Consignes ▸
**1.** Selon l'extrait sur l'agro-écologie, quelle proportion des agriculteurs interrogés envisage de réaliser au moins un investissement lié à l'agro-écologie au cours des deux prochaines années ?
**2.** Résumez sous forme de liste le paragraphe de l'extrait sur l'agro-écologie qui commence par « Selon une étude », en conservant ses chiffres principaux.
**3.** Rédigez la suite de l'extrait sur l'agro-écologie, à partir de sa dernière phrase.

70 % des agriculteurs sont inscrits dans une démarche agro-écologique ou en voie de le devenir. Or la conversion progressive à l’agro-écologie ne vise pas seulement à modifier ses pratiques culturales. Elle implique aussi des investissements massifs que les agriculteurs devront financer. Pour connaître les besoins de ses clients, le groupe BPCE s’est livré un vaste travail d’enquêtes.

Les agriculteurs pratiquent l’agro-écologie comme monsieur Jourdain faisait de la prose, sans le savoir !

Selon une étude (*) de du groupe BPCE (Banque populaire et Caisse d’Epargne), 61 % des agriculteurs interrogés ont opté pour une agriculture de conversion des sols, pour une certification environnementale, pour une production sous label ou pour l’agroforesterie. Or selon cette même étude, 51 % de ces mêmes agriculteurs affirment être actuellement inscrits dans une démarche agro-écologique et 14 % envisagent de s’y engager.

En fait, le terme « agro-écologie » doit encore effrayer encore de nombreux agriculteurs (qui préfère parler d’agronomie) alors que dans la réalité, ils sont très nombreux à déjà bien engagés dans le mouvement!

En d’autres termes, « l’agro-écologie est aujourd’hui bien installée et devrait progresser rapidement », commente le groupe BPCE. Mais pour les deux banques, un des enseignements essentiels de cette enquête est le suivant : 30 % des agriculteurs interrogés « envisagent de réaliser au moins un investissement en lien avec l’agro-écologie au cours des deux prochaines années ».

En fait, la conversion partielle ou totale à l’agro-écologie n’est pas seulement un défi écologique mais aussi économique. A projets comparables, elle implique davantage d’investissements qu’en agriculture conventionnelle (2,8 acquisitions contre 2,2 en moyenne).

Données fournies ▸
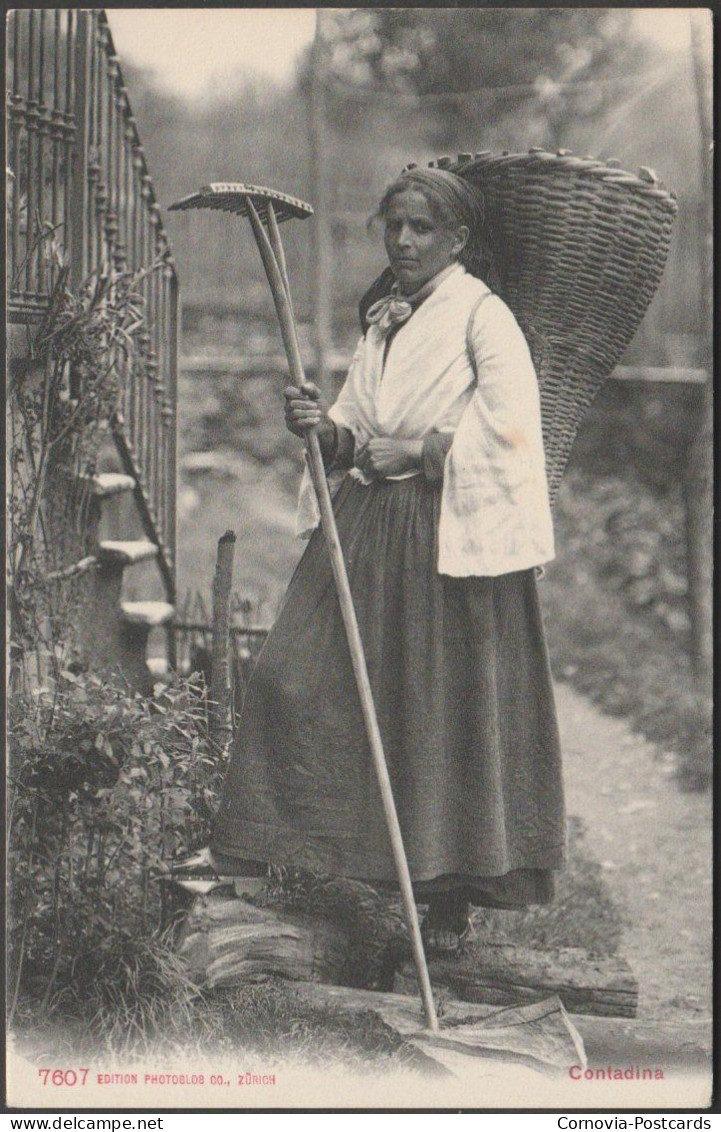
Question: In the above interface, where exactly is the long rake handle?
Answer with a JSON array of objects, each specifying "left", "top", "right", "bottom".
[{"left": 248, "top": 199, "right": 438, "bottom": 1032}]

Réponses finales ▸
**1.** 30 % des agriculteurs interrogés.

**2.**
- Source : une étude du groupe BPCE (Banque populaire et Caisse d'Epargne).
- 61 % des agriculteurs interrogés ont opté pour une agriculture de conversion des sols, une certification environnementale, une production sous label ou l'agroforesterie.
- 51 % de ces agriculteurs affirment être actuellement inscrits dans une démarche agro-écologique.
- 14 % envisagent de s'y engager.

**3.**
Pour 25 % des agriculteurs qui ne sont pas engagés dans l’agro-écologie ou qui ne le souhaitent pas, l’investissement est jugé trop important ; et pour 24 %, l’incertitude sur les avantages économiques est forte.

Les voies empruntées par les agriculteurs pour s’inscrire dans une démarche agro-écologique sont très liées à l’âge, à la situation économique de leur exploitation et, bien sûr, à leur propension à être sensibilisés par les questions de biodiversité de sauvegarde de l’environnement.

Quatre catégories d’agriculteurs

L’enquête BPCE réalisée par BVA profile quatre catégories d’agriculteurs. Pour le groupe bancaire, ce sont potentiellement quatre portefeuilles de clients avec des besoins spécifiques pour financer leurs investissements dans les prochaines années.

Parmi ces quatre catégories, les « militants » représentent 11 % des agriculteurs. Ils sont plus jeunes que les membres des trois autres catégories définies par les résultats de l’enquête. « Ils sont majoritairement convertis en bio (54 %) et sont à la pointe sur plusieurs pratiques agroenvironnementales », commmente le groupe BPCE. Et pourtant, ils envisagent de s’engager davantage dans l’agro-écologie. A cet égard, près de 4 sur 5 prévoient au moins investissement en lien avec l’agro-écologie. Mais comme ils sont jeunes, souvent endettés pour s’installer, auront-ils tous les moyens de financer leurs projets ?

Leurs ainés, les « stratégiques » (2e catégorie) vont « utiliser l’agro-écologie comme un levier de compétitivité. Ils représentent 35 % de l’échantillon et comme ils ont déjà pris le virage de l’agro-écologie. Mais seuls 23 % projettent d’un investissent en lien avec l’agro-écologie », analyse le groupe BPCE.

A l’opposé, les « réfractaires » (3e catégorie) sont à 47 % âgés de plus de 55 ans. Ce sont aussi les plus vulnérables économiquement. Ce sont les moins nombreux à porter un projet d’investissement (59 % contre 90 % pour les « militants ») et en l’occurrence, en lien avec l’agro-écologie (13%). En fait, l’agro-écologie n’est pas leur priorité.

Enfin, les « volontaires » (4e catégorie) rassemblent les agriculteurs qui vont prendre le virage de l’agro-écologie (20 % des sondés). Agriculteurs installés en conventionnels, les deux tiers d’entre eux ont des projets concrets (pratiques de conservation des sols, production sous label ou d’énergie). Ils sont 85 % à envisager dans les prochains mois un investissement et même 45 % en lien avec l’agro-écologie.

Les « militants » et « les volontaires » sont les deux catégories d’agriculteurs à fort potentiel pour les banques, les plus amènes à les solliciter pour financer leurs projets agro-écologiques.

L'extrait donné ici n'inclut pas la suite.